**Exercise goal**: Can you print each of the entries below again, word for word and character for character, without changing anything?
· · ·
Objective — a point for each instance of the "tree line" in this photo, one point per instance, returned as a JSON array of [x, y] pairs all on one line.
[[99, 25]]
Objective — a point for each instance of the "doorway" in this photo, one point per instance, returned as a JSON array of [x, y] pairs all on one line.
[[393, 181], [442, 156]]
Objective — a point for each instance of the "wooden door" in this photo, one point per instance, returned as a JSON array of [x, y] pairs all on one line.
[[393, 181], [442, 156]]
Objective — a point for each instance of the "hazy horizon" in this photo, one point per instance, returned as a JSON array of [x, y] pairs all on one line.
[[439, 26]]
· · ·
**Reply**:
Objective — a point for each instance of the "tree line" in this photo, one point per instance, returned as a JSON array of [x, y] pairs all on one line.
[[99, 25]]
Objective — a point for each instance of the "doorway" in this photo, one point per instance, returned as a JSON array of [x, y] pairs all on one line.
[[393, 181], [442, 156]]
Objective — a point for each instance of the "wooden door" in this photo, one point per instance, returned as a JSON array of [x, y] pairs all on one line.
[[393, 181], [442, 156]]
Objective — a point for each instance of the "hazy horizon" in this photo, one point per instance, returned as a JSON array of [x, y] pairs all on one line.
[[439, 26]]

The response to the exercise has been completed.